## [PROBLEM TO SOLVE]
Copy all records exactly; omit pictures.

## [EXERCISE MATERIAL]
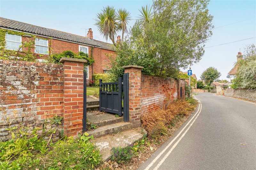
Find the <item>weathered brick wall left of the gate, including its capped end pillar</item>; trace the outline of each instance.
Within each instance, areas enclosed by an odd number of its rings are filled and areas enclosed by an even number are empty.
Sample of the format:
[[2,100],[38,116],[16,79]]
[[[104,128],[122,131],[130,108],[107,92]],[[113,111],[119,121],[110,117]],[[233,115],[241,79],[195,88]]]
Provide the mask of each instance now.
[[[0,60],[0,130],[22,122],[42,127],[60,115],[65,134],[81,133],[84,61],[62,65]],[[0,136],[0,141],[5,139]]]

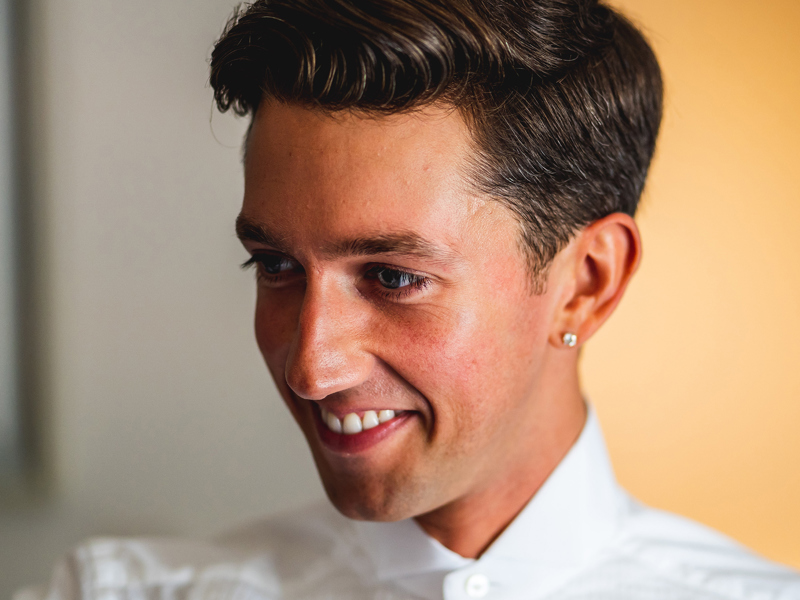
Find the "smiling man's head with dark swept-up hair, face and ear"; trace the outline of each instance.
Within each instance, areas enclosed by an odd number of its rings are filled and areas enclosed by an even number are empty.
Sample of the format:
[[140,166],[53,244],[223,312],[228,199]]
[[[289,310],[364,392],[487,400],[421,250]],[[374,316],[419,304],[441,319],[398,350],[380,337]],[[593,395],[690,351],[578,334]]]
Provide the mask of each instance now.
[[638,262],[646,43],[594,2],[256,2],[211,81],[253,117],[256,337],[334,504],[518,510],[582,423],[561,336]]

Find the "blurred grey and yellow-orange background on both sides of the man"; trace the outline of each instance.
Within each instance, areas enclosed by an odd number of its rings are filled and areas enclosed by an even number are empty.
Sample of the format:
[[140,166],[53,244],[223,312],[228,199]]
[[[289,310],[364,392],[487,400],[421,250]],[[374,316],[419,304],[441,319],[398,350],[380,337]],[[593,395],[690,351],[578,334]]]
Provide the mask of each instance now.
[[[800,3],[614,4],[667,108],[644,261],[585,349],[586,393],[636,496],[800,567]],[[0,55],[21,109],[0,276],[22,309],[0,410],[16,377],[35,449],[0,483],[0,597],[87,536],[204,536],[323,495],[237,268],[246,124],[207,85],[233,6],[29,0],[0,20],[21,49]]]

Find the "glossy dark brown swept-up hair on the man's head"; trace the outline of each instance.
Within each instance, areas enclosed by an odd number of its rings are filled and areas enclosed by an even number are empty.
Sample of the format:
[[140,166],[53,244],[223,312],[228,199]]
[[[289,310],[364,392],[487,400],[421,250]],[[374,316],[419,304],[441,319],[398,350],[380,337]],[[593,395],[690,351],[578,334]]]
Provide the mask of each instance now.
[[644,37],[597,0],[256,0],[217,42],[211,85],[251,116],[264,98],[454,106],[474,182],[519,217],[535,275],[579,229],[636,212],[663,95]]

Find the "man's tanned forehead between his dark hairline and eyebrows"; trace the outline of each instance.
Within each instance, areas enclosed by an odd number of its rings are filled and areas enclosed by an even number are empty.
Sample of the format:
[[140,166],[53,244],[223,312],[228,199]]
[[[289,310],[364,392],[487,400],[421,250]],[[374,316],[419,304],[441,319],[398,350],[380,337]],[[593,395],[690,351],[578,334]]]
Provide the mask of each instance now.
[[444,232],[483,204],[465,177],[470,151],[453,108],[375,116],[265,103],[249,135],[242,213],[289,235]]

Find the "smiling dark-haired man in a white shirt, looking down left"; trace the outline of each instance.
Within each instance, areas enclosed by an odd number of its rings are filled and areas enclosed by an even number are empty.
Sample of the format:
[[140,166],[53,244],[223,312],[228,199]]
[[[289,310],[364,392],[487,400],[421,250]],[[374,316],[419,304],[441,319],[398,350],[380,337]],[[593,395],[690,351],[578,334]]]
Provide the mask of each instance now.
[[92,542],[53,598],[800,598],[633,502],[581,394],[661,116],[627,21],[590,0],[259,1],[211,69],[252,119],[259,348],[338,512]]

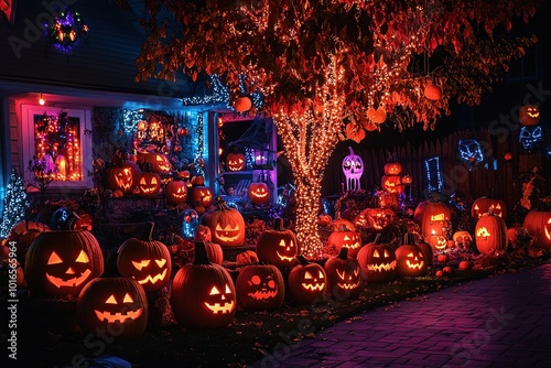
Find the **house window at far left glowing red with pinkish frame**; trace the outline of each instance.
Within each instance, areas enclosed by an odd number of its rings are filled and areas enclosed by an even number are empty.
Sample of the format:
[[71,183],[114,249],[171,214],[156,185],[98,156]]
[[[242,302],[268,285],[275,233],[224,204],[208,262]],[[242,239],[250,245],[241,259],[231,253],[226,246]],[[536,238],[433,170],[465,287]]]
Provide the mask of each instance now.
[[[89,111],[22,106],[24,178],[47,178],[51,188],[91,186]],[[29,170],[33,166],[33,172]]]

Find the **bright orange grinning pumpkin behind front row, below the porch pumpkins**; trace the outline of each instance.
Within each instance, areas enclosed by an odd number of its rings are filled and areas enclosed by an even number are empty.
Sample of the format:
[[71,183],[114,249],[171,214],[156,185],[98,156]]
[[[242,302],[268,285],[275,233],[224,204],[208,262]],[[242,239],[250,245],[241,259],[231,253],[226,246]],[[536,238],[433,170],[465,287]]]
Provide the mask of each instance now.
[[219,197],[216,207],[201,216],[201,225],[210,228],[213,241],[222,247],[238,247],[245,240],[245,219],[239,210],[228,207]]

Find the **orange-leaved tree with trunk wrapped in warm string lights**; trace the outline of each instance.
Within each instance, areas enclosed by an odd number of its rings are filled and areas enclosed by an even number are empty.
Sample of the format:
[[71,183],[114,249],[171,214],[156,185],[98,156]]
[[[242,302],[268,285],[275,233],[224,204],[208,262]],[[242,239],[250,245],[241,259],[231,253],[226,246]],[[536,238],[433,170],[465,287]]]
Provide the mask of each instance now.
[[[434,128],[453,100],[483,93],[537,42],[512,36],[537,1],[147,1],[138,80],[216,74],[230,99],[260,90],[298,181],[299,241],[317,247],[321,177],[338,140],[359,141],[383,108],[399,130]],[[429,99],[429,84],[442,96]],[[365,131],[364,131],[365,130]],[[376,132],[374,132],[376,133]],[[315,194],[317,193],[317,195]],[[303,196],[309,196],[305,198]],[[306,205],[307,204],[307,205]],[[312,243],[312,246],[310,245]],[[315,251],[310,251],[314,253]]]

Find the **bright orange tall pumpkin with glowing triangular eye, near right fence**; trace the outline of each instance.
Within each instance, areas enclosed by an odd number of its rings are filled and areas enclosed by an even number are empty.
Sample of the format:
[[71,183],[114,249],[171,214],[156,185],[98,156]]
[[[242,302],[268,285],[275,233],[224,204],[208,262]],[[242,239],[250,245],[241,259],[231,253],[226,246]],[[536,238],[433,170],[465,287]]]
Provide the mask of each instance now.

## [RESULT OF THE TASK]
Find the <item>weathered brick wall left of the gate, including its capped end pillar</item>; trace the outline of each instance.
Within each instance, areas enclosed by an odd number of its rings are filled and areas enclosed by an even number are empty.
Sample of the format:
[[2,100],[38,116],[16,79]]
[[[104,128],[122,131],[130,108],[107,92]],[[113,111],[119,121],[110,117]],[[233,115],[241,79],[195,88]]]
Provide the mask of each instance now.
[[[0,60],[0,130],[22,122],[42,127],[60,115],[65,134],[81,133],[84,61],[62,65]],[[0,136],[0,141],[5,139]]]

Find the "smiling man's head with dark swept-up hair, face and ear"; trace the outline of each instance.
Within each instance, areas enclosed by an odd number of its rings are filled and areas enclosed by an even number are empty.
Sample of the format:
[[140,166],[53,244],[223,312],[228,199]]
[[[289,310],[364,392],[487,400],[421,250]],[[374,316],[419,304],[441,319],[398,350],[380,337]],[[593,395],[690,351],[578,334]]]
Provide the mask of each instance now.
[[638,262],[646,43],[594,2],[256,2],[211,81],[253,117],[256,337],[334,504],[518,510],[582,423],[561,336]]

Find the "blurred grey and yellow-orange background on both sides of the man"; trace the outline of each instance.
Within each instance, areas enclosed by an odd number of its rings are filled and areas enclosed by an even number are empty.
Sample of the format:
[[140,166],[53,244],[223,312],[228,199]]
[[[289,310],[364,392],[487,400],[421,250]],[[374,316],[419,304],[441,319],[398,350],[380,337]],[[593,395],[690,351],[578,334]]]
Provide the mask of each instance now.
[[[800,3],[614,4],[667,108],[644,261],[585,349],[586,393],[636,496],[800,567]],[[0,55],[21,109],[0,276],[22,309],[0,410],[16,377],[35,449],[0,483],[0,597],[87,536],[204,536],[323,495],[237,268],[246,124],[207,85],[233,6],[29,0],[0,20],[21,49]]]

Find the "glossy dark brown swept-up hair on the man's head"; trace the outline of each instance.
Within each instance, areas enclosed by an odd number of its rings are filled and areas enclosed by an even number are empty.
Sample of the format:
[[140,166],[53,244],[223,312],[228,199]]
[[[289,310],[364,392],[487,400],[421,250]],[[374,316],[419,304],[441,319],[398,350],[380,337]],[[593,395],[690,351],[578,334]]]
Provide the mask of each instance now.
[[644,37],[597,0],[256,0],[217,42],[211,85],[251,116],[264,98],[454,106],[474,182],[519,217],[535,275],[579,229],[636,212],[663,95]]

Find the "man's tanned forehead between his dark hairline and eyebrows"; trace the outline of each instance.
Within each instance, areas enclosed by an odd number of its rings are filled and areas enclosed by an even number are empty.
Sample of the format:
[[140,166],[53,244],[223,312],[228,199]]
[[[289,310],[364,392],[487,400],[421,250]],[[374,316],[419,304],[441,319],[398,350],[380,337]],[[593,395],[690,351],[578,334]]]
Provide the mask of each instance now.
[[444,232],[483,204],[465,177],[470,151],[453,108],[375,116],[265,103],[249,135],[242,213],[289,235]]

Find the "smiling dark-haired man in a white shirt, looking down left"; trace the outline of each instance.
Within each instance, areas enclosed by an odd number of its rings are filled and areas enclosed by an even number are empty.
Sample of the format:
[[140,166],[53,244],[223,312],[228,199]]
[[[289,310],[364,392],[487,400],[421,250]],[[374,316],[419,304],[441,319],[398,350],[380,337]],[[593,395],[690,351],[578,334]]]
Provide the mask of each instance now.
[[92,542],[53,598],[800,598],[633,502],[581,394],[661,116],[627,21],[590,0],[259,1],[211,69],[252,119],[259,348],[338,512]]

Find the **house window at far left glowing red with pinkish frame**; trace the outline of each instance.
Within each instance, areas enclosed by an odd number of its rings are filled and areas enclosed by an even number are empty.
Sample of the format:
[[71,183],[114,249],[171,214],[156,185],[98,156]]
[[[242,302],[268,285],[275,233],[224,204],[208,262]],[[242,239],[250,245],[241,259],[231,253],[226,246]],[[536,238],[433,170],[465,287]]]
Provide the mask of each instance now.
[[[89,111],[22,106],[24,178],[47,178],[51,188],[91,186]],[[29,170],[33,166],[33,172]]]

Find the **bright orange grinning pumpkin behind front row, below the porch pumpkins**; trace the outline of each instance.
Within each instance, areas enclosed by an odd number of its rings are filled and areas enclosed by an even number are empty.
Sample of the format:
[[71,183],[114,249],[171,214],[156,185],[98,156]]
[[[242,302],[268,285],[275,233],[224,204],[208,262]],[[242,239],[250,245],[241,259],[231,253],[226,246]],[[536,238],[433,170],[465,287]]]
Provide the mask of each instance now.
[[219,197],[216,207],[201,216],[201,225],[210,228],[213,241],[222,247],[238,247],[245,240],[245,219],[239,210],[228,207]]

Find the **orange-leaved tree with trunk wrapped in warm string lights**; trace the outline of each instance.
Within each instance, areas enclosed by an odd number of its rings are filled and areas enclosed by an even number are empty.
Sample of the format:
[[71,183],[114,249],[171,214],[156,185],[98,156]]
[[[242,302],[268,285],[275,233],[224,204],[208,262]],[[242,239],[250,245],[241,259],[231,253],[226,246]],[[536,238],[433,170],[465,287]]]
Provide the mask of each instance now.
[[[434,128],[453,100],[483,93],[537,42],[512,36],[537,1],[147,1],[138,80],[216,74],[230,99],[260,90],[298,181],[299,241],[317,247],[321,177],[338,140],[359,141],[383,108],[399,130]],[[429,99],[429,84],[442,96]],[[365,131],[364,131],[365,130]],[[376,132],[374,132],[376,133]],[[315,194],[317,193],[317,195]],[[303,196],[309,196],[305,198]],[[306,205],[307,204],[307,205]],[[312,243],[312,246],[310,245]],[[315,251],[310,251],[314,253]]]

Find the **bright orange tall pumpkin with glowing triangular eye, near right fence**; trace the outline of each instance.
Within each instance, areas enclosed by an odd number of its rings are filled and areas enclosed by an even number are empty.
Sample of the format:
[[71,183],[114,249],[171,214],[156,185],[98,156]]
[[[242,302],[268,285],[275,233],[224,204],[208,262]],[[242,239],[250,245],[241,259],[231,253],[226,246]],[[536,238],[433,170],[465,287]]]
Provide the mask of each instance now.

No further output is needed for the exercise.